Senator McKIERNAN —The tourist industry as such has made a very strong push that there be a visa-free trial introduced that coincides with the Olympics. I have a view that this would be completely the wrong time to introduce such a trial, even if I were of a mind to have a trial at all. I would have thought that this was perhaps the most inappropriate time to have such a trial, and we have not actually been given final details of what a trial would consist of. What are your views on that?
Mr Broome —If you start from the proposition that because of the influx of visitors next year there is an increased risk, of whatever magnitude, from potential terrorism and from law enforcement perspectives more generally, it seems to me that in a normal risk management approach that would not be the environment in which you would undertake a trial of something which, by definition, reduces your capacity to identify potential problems. With respect, Senator, instinctively and logically the point that you make strikes me as making a lot of sense. It is not the time of choice that I would do it. I think it is also fairly obvious that if you conducted a trial at such a time of peak movements, I would question whether that was really a proposal for a trial at all.
Dr THEOPHANOUS —As the chair has pointed out, the ETA system does not ask for very much information and the only check that it allows you to do is against the MAL system. Are you satisfied that the MAL system is adequate to provide you with information about potential problem people?
Mr Broome —I am satisfied that it works in the sense that if we identify someone for the alert list, then we will be alerted about that person. The question of how well MAL performs its function is in a sense different from the broader question about visas. Certainly, in relation to those visitors who can come with the electronic processing, there is quite clearly less opportunity for checks to be undertaken and less time for those checks to be undertaken—which is the same point, in a sense—and obviously less information on which—
Dr THEOPHANOUS —You would not even come across them, would you, unless they are already on the MAL system?
Mr Broome —That is what I am saying. You have asked me whether MAL works. MAL works if we put something on it, but the real question is to know who you are looking for. Quite often it is only if you are in the position to make some kind of check through other systems that you might identify people of potential concern. Obviously, you do not put people, and we certainly do not identify people, on those systems unless we have a very good reason for doing so. You do not want to clog them up for a start and you do not want to be in a situation where you are crying wolf. You want people to believe that if the system is being used by an agency such as ours we need to respond when they get a hit.

• [Task directions]: Summarize the transcript above in two sentences.

• [Data listing]:
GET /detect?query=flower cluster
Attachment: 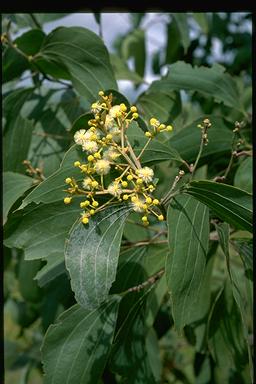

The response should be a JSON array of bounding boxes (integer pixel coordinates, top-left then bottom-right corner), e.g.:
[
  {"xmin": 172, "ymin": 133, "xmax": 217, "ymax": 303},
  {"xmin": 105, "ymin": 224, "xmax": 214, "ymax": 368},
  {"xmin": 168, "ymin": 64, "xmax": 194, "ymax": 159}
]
[{"xmin": 64, "ymin": 91, "xmax": 172, "ymax": 226}]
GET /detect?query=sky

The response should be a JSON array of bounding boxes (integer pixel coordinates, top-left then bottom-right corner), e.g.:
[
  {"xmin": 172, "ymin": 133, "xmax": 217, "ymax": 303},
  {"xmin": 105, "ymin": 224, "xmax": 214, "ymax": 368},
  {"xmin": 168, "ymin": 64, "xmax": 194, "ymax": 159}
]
[{"xmin": 8, "ymin": 12, "xmax": 252, "ymax": 103}]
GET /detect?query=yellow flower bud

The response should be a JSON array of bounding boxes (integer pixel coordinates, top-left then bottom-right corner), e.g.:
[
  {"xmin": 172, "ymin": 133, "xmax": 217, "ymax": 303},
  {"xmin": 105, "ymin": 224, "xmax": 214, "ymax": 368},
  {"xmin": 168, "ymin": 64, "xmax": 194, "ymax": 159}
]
[
  {"xmin": 87, "ymin": 155, "xmax": 94, "ymax": 161},
  {"xmin": 120, "ymin": 103, "xmax": 127, "ymax": 112},
  {"xmin": 82, "ymin": 216, "xmax": 89, "ymax": 224}
]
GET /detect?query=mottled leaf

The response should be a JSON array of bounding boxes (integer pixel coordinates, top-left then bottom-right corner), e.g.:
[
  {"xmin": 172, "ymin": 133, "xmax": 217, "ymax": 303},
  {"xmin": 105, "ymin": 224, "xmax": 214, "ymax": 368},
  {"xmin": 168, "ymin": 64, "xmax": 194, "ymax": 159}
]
[
  {"xmin": 65, "ymin": 205, "xmax": 131, "ymax": 309},
  {"xmin": 165, "ymin": 195, "xmax": 209, "ymax": 331},
  {"xmin": 42, "ymin": 296, "xmax": 120, "ymax": 384},
  {"xmin": 3, "ymin": 172, "xmax": 34, "ymax": 224},
  {"xmin": 184, "ymin": 180, "xmax": 252, "ymax": 232}
]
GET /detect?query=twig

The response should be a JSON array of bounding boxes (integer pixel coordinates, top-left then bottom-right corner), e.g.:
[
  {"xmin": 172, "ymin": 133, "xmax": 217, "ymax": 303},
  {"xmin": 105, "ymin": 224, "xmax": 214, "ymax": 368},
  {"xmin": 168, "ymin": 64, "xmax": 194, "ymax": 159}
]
[{"xmin": 125, "ymin": 268, "xmax": 164, "ymax": 293}]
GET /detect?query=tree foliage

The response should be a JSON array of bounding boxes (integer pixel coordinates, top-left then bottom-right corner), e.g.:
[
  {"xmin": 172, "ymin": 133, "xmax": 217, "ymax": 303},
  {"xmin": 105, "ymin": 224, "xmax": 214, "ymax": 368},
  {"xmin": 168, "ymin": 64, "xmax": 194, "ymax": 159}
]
[{"xmin": 1, "ymin": 13, "xmax": 253, "ymax": 384}]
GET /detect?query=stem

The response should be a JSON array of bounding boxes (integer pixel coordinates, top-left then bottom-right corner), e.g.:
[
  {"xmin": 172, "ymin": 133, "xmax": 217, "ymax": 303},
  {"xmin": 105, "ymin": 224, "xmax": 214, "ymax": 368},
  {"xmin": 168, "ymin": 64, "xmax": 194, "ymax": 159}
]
[
  {"xmin": 115, "ymin": 145, "xmax": 137, "ymax": 171},
  {"xmin": 137, "ymin": 137, "xmax": 152, "ymax": 160},
  {"xmin": 160, "ymin": 190, "xmax": 180, "ymax": 206},
  {"xmin": 29, "ymin": 13, "xmax": 42, "ymax": 29},
  {"xmin": 120, "ymin": 268, "xmax": 165, "ymax": 296},
  {"xmin": 190, "ymin": 129, "xmax": 205, "ymax": 181},
  {"xmin": 125, "ymin": 136, "xmax": 141, "ymax": 169}
]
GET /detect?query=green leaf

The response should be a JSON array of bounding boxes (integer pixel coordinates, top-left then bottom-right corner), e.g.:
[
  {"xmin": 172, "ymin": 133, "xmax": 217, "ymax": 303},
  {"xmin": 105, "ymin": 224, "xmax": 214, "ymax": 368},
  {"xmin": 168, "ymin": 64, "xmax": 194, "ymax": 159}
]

• [Output for this task]: Senator McKiernan says a visa-free trial timed with the Olympics would be the wrong time for one, and Mr Broome agrees that the influx of visitors raises risk, which makes it a poor setting for a trial that reduces the capacity to identify potential problems. When Dr Theophanous asks whether the MAL system is adequate, Mr Broome says it works once someone is put on the alert list, but the real question is knowing who you are looking for, and electronic processing leaves less opportunity and time for checks.